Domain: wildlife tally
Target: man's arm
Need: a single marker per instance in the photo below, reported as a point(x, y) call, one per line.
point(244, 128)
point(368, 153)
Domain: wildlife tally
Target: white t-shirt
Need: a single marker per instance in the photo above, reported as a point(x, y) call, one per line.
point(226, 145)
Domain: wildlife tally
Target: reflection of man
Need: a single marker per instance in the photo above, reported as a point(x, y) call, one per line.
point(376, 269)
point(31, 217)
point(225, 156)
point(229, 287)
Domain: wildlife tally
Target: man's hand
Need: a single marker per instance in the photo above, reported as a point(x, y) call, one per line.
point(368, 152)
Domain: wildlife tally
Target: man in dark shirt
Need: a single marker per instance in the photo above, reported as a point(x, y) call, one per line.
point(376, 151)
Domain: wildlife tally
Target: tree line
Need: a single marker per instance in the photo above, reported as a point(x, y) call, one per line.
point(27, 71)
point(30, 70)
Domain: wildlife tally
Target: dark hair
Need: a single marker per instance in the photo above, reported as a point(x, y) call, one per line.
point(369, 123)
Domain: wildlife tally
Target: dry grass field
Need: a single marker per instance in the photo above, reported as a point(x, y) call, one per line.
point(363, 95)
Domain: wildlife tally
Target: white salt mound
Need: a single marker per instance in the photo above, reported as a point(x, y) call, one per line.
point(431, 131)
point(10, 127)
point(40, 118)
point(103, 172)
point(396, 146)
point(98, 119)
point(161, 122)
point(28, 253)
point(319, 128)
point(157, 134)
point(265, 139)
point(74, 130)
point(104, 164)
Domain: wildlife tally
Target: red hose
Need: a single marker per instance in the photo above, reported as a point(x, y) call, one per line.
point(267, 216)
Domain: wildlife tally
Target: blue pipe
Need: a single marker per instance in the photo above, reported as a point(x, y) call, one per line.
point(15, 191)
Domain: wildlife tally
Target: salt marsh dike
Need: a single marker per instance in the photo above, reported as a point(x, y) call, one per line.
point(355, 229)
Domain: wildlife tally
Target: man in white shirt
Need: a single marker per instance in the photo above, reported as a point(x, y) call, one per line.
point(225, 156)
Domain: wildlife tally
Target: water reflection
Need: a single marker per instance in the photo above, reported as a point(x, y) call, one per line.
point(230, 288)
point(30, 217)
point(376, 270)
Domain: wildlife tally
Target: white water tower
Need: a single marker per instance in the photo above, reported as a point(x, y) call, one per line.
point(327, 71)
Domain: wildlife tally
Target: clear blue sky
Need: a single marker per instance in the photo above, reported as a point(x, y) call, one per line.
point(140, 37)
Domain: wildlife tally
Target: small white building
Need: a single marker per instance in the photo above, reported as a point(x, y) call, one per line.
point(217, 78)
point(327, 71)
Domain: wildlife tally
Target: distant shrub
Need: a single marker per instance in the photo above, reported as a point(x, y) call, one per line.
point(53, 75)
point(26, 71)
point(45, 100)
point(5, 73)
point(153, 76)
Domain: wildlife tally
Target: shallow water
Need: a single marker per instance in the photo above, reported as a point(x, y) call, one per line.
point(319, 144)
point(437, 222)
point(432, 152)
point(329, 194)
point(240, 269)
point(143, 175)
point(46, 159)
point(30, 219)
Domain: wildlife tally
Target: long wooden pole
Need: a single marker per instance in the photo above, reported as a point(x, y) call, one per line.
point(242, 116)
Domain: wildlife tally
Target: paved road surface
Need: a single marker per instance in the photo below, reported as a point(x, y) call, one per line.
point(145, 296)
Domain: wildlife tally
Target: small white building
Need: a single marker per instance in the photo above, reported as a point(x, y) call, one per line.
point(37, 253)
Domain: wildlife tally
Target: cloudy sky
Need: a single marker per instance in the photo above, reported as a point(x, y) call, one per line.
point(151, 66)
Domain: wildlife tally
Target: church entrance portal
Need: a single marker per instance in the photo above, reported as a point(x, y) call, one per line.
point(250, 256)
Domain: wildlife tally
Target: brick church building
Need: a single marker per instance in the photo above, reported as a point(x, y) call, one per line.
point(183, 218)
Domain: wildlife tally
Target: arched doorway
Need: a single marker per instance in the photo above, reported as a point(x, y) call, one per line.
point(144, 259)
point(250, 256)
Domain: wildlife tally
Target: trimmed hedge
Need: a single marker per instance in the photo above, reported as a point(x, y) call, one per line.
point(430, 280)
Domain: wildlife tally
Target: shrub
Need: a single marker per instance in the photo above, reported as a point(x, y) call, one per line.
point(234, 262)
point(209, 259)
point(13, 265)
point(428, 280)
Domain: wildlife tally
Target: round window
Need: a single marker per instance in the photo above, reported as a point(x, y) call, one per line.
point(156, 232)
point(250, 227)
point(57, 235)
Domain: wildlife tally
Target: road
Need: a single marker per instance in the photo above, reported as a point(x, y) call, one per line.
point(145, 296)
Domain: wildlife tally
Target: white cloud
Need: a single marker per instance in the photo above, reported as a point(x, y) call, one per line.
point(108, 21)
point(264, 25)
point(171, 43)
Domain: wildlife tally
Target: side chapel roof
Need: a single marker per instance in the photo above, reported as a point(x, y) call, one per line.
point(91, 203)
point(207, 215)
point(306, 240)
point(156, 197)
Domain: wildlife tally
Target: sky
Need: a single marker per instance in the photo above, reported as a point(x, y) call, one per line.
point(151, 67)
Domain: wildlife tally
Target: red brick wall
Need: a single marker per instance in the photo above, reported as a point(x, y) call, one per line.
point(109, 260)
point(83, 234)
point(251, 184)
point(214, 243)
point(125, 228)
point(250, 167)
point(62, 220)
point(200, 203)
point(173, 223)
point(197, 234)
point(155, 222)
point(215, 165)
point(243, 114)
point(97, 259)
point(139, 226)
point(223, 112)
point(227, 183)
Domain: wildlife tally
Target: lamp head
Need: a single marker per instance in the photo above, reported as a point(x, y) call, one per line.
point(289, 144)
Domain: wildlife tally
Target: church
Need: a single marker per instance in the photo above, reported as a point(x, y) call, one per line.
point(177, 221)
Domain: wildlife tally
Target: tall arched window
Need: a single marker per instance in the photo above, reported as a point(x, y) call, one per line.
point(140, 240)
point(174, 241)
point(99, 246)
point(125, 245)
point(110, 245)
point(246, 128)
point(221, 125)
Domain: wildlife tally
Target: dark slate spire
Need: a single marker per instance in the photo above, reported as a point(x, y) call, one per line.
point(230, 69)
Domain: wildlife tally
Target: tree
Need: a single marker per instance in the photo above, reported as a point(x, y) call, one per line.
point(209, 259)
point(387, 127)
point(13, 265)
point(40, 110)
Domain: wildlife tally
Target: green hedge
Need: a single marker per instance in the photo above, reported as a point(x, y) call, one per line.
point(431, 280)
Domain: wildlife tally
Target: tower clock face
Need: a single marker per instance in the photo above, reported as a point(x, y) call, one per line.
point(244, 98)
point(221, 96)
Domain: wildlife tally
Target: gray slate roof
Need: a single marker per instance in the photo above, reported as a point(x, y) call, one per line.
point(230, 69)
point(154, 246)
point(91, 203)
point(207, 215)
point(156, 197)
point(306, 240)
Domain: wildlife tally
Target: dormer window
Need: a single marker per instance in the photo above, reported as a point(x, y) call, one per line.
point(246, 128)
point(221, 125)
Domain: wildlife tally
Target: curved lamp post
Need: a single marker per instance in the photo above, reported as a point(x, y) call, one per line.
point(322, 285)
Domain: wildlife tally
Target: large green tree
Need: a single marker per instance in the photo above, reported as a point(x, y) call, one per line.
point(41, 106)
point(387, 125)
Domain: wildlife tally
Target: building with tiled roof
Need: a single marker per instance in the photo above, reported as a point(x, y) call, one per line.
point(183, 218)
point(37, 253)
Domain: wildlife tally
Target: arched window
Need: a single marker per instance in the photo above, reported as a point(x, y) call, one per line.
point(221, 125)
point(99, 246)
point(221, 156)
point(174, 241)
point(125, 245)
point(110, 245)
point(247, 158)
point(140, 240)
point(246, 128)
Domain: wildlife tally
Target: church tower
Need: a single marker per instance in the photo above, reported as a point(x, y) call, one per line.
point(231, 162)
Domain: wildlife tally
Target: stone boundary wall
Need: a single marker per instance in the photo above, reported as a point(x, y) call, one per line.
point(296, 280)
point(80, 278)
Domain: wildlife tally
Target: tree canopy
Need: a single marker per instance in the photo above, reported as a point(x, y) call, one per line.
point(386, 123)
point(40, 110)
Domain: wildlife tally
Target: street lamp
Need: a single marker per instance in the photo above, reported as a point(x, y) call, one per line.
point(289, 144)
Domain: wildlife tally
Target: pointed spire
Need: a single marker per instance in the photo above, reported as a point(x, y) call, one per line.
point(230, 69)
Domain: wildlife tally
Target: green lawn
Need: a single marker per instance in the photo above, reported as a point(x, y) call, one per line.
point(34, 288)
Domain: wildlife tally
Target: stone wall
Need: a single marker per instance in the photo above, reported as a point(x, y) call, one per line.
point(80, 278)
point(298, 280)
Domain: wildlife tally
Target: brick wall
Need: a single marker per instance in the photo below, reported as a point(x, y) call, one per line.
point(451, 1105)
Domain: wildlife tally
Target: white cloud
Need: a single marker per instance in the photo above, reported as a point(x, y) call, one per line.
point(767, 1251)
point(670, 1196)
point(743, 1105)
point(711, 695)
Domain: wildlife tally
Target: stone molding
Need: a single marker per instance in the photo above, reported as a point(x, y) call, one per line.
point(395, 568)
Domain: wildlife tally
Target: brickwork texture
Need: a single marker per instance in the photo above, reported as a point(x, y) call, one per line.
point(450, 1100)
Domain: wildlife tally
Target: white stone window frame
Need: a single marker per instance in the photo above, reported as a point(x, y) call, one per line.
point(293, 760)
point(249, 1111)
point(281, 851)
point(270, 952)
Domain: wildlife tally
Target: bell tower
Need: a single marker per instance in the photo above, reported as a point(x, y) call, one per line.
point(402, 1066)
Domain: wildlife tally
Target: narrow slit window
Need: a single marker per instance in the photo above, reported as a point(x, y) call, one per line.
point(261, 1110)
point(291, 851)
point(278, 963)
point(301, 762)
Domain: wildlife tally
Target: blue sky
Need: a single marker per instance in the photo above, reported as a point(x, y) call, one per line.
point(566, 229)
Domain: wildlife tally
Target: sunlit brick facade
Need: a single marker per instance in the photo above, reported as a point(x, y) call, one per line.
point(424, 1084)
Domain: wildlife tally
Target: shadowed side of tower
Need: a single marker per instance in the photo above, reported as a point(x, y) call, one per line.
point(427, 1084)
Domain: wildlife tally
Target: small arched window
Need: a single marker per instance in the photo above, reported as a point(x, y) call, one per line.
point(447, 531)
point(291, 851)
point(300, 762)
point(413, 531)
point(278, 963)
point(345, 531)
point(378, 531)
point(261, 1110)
####################
● Work to be completed
Please make your reply exactly the lines from the one containing "Target: shadowed side of tower" through the end of the entries above, and nothing more.

● Result of the task
Target: shadowed side of tower
Need: a single marker per instance in the photo above, reported as a point(x, y) call, one per line.
point(427, 1084)
Domain: wildlife tally
Target: small arched window
Need: a single marker per instance in the photo above, reported as a point(x, y) call, one per line.
point(447, 531)
point(291, 851)
point(300, 762)
point(413, 531)
point(278, 963)
point(345, 531)
point(378, 531)
point(261, 1110)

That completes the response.